## Request
Only the lines starting at the one that contains "Each instance receives one keypoint. Mark the sky" and running to the end should be repeated, exactly as written.

## Listed entries
_ _ _ _ _ _ _

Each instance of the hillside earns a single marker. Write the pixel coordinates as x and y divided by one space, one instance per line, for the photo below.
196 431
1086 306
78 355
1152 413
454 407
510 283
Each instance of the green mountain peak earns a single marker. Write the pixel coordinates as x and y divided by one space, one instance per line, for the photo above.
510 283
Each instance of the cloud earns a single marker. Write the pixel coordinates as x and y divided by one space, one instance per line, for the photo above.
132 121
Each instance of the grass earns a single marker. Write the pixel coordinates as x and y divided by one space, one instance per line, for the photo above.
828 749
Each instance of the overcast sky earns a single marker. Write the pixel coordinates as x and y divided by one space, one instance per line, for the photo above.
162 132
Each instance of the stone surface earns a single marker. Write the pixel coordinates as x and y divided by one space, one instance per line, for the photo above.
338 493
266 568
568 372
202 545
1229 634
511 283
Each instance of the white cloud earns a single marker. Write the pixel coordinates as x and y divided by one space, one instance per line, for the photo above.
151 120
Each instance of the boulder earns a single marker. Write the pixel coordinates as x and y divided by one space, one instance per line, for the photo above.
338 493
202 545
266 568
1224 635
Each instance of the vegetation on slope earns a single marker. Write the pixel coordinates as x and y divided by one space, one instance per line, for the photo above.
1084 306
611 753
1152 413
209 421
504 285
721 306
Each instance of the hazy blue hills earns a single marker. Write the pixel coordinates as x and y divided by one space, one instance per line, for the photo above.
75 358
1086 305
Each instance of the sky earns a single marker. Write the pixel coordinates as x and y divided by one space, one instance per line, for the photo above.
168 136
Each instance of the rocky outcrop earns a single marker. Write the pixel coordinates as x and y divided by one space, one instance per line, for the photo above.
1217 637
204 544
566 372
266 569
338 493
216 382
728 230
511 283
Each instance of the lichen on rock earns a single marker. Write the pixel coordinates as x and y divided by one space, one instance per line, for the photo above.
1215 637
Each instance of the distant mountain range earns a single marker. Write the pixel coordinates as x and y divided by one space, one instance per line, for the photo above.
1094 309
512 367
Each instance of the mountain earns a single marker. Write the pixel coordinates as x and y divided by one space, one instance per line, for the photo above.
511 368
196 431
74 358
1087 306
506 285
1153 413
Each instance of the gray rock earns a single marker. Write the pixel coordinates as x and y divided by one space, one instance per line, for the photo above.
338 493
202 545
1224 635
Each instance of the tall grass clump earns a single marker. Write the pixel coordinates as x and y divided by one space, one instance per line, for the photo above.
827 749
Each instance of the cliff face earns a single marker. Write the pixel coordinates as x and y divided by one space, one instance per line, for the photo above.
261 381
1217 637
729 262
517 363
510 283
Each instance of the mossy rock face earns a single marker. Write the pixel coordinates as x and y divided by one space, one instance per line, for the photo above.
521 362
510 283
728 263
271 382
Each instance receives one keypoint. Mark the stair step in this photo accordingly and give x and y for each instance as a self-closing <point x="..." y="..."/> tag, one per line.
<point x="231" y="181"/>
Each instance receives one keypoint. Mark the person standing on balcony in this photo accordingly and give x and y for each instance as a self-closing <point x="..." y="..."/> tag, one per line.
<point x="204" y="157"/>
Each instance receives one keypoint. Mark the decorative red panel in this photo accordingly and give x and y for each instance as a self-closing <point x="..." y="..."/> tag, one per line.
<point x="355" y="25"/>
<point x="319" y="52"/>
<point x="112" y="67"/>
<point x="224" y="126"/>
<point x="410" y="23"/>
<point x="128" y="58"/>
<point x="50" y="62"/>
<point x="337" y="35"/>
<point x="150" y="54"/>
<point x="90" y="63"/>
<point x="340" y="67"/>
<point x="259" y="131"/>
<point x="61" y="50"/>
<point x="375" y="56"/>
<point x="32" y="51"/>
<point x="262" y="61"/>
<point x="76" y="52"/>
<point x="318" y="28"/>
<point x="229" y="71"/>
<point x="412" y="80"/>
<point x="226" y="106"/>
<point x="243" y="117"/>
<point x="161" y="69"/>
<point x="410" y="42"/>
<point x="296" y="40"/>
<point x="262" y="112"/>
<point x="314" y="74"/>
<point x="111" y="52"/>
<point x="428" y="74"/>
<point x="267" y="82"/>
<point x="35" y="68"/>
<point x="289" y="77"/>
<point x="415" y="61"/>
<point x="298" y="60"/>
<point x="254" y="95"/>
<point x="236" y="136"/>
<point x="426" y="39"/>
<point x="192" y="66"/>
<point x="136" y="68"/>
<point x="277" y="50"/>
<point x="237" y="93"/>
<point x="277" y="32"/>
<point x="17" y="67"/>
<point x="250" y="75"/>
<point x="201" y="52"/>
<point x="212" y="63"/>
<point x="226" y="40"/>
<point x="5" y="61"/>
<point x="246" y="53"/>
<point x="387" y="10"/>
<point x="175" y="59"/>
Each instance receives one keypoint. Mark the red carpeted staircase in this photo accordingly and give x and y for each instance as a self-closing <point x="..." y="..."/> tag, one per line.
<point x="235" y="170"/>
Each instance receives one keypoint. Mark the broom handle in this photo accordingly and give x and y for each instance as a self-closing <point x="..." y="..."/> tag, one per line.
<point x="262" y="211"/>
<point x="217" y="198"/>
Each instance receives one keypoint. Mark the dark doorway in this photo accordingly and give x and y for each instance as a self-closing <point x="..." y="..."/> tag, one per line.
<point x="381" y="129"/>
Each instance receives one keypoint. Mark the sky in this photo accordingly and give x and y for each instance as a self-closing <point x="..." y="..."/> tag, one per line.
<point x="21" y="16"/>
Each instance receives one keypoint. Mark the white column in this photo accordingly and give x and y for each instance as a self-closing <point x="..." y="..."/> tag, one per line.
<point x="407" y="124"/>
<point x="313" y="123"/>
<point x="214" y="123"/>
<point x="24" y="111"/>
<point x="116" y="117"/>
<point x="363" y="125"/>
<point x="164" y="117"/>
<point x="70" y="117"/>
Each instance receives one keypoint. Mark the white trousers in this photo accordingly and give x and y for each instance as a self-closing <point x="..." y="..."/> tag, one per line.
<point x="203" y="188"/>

_ _ _ _ _ _ _

## Result of this task
Each instance receives one keypoint. Mark the sky in this photo accordingly and give x and y for each instance as a self-closing <point x="..." y="..."/> tag, one per line.
<point x="21" y="16"/>
Each instance receives one keypoint. Mark the white column in this photo accordingly and give x and y for each instance as a self-closing <point x="..." y="..."/> tag, one per line.
<point x="407" y="124"/>
<point x="313" y="123"/>
<point x="214" y="123"/>
<point x="24" y="111"/>
<point x="116" y="117"/>
<point x="363" y="125"/>
<point x="164" y="117"/>
<point x="70" y="117"/>
Each instance receives one keypoint. Mark the white trousers in this photo accordingly and give x and y for each instance as a self-closing <point x="..." y="..."/> tag, one per line.
<point x="203" y="188"/>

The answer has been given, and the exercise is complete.